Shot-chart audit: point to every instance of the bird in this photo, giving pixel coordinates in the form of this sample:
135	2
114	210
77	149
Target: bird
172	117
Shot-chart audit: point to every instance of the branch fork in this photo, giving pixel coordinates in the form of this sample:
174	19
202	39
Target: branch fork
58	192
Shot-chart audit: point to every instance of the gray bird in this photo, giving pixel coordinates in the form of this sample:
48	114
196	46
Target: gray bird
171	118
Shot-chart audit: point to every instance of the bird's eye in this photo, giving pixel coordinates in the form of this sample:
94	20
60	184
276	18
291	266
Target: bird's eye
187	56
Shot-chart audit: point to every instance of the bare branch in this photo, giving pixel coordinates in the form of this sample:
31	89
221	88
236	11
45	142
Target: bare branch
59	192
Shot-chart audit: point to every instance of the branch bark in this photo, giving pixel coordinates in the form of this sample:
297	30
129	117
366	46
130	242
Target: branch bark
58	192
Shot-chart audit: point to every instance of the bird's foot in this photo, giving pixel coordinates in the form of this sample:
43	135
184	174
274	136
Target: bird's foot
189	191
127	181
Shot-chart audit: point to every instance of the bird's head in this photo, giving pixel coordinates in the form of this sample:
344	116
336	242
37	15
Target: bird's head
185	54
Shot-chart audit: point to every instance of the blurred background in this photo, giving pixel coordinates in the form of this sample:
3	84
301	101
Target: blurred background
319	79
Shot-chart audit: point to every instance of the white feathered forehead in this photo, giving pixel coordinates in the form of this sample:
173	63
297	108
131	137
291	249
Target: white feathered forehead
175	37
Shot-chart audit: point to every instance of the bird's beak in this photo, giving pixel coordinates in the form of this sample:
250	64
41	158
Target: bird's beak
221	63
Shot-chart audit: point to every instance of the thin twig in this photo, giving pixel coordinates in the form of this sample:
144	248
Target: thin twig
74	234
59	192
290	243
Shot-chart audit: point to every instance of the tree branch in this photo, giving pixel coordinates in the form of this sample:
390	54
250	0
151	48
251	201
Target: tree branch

-.-.-

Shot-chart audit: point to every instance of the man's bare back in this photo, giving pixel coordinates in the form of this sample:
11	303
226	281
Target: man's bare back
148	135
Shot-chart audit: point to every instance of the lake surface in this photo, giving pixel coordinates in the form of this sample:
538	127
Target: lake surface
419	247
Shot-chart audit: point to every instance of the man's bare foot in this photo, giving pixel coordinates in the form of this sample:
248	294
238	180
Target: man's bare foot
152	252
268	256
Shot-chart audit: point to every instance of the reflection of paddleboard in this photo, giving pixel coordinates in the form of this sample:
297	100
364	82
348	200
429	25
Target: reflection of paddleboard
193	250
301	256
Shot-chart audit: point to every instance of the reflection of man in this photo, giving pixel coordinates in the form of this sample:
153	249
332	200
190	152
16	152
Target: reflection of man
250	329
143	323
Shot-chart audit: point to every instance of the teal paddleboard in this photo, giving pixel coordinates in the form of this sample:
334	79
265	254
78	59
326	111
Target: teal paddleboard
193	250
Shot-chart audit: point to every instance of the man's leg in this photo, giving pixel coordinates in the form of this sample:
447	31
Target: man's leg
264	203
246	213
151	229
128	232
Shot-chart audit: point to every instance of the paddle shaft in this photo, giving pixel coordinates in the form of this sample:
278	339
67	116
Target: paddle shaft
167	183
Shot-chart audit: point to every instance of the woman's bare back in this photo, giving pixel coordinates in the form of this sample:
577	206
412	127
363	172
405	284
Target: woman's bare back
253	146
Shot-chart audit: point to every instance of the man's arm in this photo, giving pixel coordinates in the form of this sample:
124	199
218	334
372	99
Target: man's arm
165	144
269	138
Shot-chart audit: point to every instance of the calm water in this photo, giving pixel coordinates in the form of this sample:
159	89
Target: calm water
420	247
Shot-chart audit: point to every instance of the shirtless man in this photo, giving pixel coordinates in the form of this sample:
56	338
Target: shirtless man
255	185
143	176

-.-.-

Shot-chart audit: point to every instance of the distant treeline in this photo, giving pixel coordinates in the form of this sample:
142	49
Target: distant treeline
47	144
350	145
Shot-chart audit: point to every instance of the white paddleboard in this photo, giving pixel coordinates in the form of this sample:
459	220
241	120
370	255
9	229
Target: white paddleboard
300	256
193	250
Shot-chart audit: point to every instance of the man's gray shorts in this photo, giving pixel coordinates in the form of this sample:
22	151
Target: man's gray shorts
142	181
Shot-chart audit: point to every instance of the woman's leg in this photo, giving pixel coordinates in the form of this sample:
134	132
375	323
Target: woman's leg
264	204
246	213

-.-.-

WRITTEN TASK –
Gather every line of the data above that contains the string "background", and copy each one out in full.

RESPONSE TO THIS TASK –
Shot-chart audit: point to every instance of the blurred background in this photo, giving pixel coordinates in the form of this sample:
Target: blurred background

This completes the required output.